Cette année, l’Etat a prévu de dépenser 2 059 milliards pour son fonctionnement. Le Quotidien de l’économie livre la répartition allocations des frais de bouche, de carburant, de mission, de gratifications, de cérémonie et réception.
Après une baisse en 2016, les prévisions du budget de fonctionnement de l’Etat sont reparties à la hausse cette année 2017. En 2016, l’Etat avait affecté 1 981,2 milliards pour ses dépenses courantes. Cette année, ce sont 2 059 milliards sont inscrits dans la loi de finances 2017, soit un peu plus de 47% du budget total de l’Etat. La hausse est exactement de 78,2 milliards de FCFA. L’année 2016 n’était donc qu’une anomalie statistique, car le budget de fonctionnement est en constante hausse depuis plusieurs années : 1 765 milliards en 2012, 1 965 milliards en 2013 et 2 059,4 milliards en 2014, 2 159,9 milliards en 2015.
Ce retour à la hausse des dépenses courantes est un peu en rupture avec l’esprit même de resserrement des dépenses publiques qui transparaît du discours officiel depuis le sommet de la crise économique de la CEMAC en décembre dernier à Yaoundé. Certes le président de la République a annoncé le 31 décembre 2016 dans son discours à la nation qu’il se refuse à appliquer une politique d’austérité, mais il a pris l’engagement, avec ses pairs d’Afrique centrale, de « poursuivre vigoureusement, au niveau de chaque pays, les ajustements budgétaires nécessaires à un rééquilibrage maîtrisé, judicieux et progressif de leurs finances publiques. L’Etat a procédé à un ajustement face aux contraintes conjoncturelles auxquelles son budget. » En effet, même si l’économie camerounaise est restée dans la logique de la résilience, elle subit les assauts des dépenses liées à la guerre contre le terrorisme et s’accommode chaque année des cours toujours bas du baril du pétrole.
+---+
#### Exercice écrit A:
Relevez, s'il vous plaît, chaque année pour laquelle l'extrait sur le budget de fonctionnement de l'État indique un montant, avec le montant correspondant.
L'extrait et les enregistrements n'ont aucun rapport entre eux.

#### Entrées:
+---+
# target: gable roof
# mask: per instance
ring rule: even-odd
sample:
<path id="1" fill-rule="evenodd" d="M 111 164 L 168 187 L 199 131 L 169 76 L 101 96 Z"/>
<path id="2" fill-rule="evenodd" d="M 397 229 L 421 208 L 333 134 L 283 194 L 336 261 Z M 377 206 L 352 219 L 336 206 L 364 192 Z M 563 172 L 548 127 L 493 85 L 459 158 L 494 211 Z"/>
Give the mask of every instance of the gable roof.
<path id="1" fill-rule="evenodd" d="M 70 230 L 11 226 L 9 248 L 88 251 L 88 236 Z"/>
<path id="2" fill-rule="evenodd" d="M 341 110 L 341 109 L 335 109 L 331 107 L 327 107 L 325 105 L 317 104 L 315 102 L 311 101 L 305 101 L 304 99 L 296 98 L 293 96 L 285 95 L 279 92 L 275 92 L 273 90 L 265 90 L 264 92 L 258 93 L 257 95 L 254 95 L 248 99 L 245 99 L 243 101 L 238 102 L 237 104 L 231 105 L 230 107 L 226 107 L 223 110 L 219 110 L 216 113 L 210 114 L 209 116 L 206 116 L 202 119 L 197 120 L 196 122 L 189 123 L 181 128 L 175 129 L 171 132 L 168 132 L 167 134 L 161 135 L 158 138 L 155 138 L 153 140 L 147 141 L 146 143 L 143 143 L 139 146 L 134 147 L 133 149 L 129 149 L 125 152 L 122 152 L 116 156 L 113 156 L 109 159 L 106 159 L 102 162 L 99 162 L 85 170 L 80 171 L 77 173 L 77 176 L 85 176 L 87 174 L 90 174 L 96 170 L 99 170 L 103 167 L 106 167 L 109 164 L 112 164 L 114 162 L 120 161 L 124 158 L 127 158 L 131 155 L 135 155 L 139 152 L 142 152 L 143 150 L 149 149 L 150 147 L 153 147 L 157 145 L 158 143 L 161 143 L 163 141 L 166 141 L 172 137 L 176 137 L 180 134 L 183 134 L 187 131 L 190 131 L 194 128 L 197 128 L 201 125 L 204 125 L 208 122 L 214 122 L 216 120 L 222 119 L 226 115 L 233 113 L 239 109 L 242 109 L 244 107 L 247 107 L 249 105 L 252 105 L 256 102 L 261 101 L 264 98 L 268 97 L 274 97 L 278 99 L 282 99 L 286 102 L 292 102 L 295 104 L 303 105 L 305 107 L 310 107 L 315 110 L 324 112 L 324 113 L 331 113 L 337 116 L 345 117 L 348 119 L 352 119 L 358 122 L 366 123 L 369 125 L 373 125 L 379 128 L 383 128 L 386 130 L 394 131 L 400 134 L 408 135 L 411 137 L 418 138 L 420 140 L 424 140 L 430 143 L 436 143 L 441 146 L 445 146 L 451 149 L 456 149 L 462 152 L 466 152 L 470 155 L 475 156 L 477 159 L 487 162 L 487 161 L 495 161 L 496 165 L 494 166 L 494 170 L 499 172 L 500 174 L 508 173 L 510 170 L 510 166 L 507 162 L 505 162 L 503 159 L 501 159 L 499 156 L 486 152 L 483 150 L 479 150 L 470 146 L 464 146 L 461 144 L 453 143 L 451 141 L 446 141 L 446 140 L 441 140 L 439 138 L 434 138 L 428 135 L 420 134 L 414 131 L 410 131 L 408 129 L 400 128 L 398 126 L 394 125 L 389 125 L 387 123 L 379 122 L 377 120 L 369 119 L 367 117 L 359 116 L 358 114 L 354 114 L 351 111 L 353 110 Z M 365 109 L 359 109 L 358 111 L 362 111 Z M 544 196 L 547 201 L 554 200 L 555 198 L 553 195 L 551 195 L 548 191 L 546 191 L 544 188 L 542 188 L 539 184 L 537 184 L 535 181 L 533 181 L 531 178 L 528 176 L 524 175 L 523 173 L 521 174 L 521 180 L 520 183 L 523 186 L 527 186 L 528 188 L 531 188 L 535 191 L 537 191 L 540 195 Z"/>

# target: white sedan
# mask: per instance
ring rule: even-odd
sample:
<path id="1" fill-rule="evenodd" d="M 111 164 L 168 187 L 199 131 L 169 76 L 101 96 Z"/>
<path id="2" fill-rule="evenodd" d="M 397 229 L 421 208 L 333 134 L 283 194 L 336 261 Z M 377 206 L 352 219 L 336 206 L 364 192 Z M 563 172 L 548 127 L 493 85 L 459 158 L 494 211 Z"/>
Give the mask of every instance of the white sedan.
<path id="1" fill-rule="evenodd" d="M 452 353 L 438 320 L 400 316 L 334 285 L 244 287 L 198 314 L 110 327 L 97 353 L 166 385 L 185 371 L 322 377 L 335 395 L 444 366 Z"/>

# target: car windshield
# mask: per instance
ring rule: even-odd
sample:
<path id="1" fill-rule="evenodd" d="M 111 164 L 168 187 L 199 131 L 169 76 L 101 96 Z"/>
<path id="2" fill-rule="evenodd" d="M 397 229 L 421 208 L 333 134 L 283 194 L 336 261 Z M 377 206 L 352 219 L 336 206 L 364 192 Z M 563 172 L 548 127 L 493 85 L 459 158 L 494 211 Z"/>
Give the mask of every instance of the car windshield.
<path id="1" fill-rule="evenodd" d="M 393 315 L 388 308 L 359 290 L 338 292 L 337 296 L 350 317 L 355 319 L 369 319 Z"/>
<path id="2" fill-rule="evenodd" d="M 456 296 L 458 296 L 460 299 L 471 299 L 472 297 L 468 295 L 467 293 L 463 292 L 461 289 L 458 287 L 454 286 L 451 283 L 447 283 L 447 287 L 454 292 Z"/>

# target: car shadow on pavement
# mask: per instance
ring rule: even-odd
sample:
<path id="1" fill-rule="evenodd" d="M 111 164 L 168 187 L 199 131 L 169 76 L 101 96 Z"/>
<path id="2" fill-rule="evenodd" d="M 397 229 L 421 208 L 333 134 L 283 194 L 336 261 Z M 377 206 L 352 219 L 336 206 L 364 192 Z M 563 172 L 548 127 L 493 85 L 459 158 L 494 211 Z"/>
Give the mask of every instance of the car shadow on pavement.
+---+
#### Exercice écrit B:
Modifiez le passage des enregistrements qui va de leur début jusqu'à la ligne contenant « 70 230 L 11 » incluse. Remplacez-y « gable roof » par « hip roof », sans rien changer d'autre, et donnez uniquement ces lignes.

#### Réponse complète A:
- 2012 : 1 765 milliards
- 2013 : 1 965 milliards
- 2014 : 2 059,4 milliards
- 2015 : 2 159,9 milliards
- 2016 : 1 981,2 milliards
- 2017 : 2 059 milliards

#### Réponse complète B:
# target: hip roof
# mask: per instance
ring rule: even-odd
sample:
<path id="1" fill-rule="evenodd" d="M 111 164 L 168 187 L 199 131 L 169 76 L 101 96 Z"/>
<path id="2" fill-rule="evenodd" d="M 397 229 L 421 208 L 333 134 L 283 194 L 336 261 Z M 377 206 L 352 219 L 336 206 L 364 192 Z M 563 172 L 548 127 L 493 85 L 459 158 L 494 211 Z"/>
Give the mask of every instance of the hip roof.
<path id="1" fill-rule="evenodd" d="M 70 230 L 11 226 L 9 248 L 88 251 L 88 236 Z"/>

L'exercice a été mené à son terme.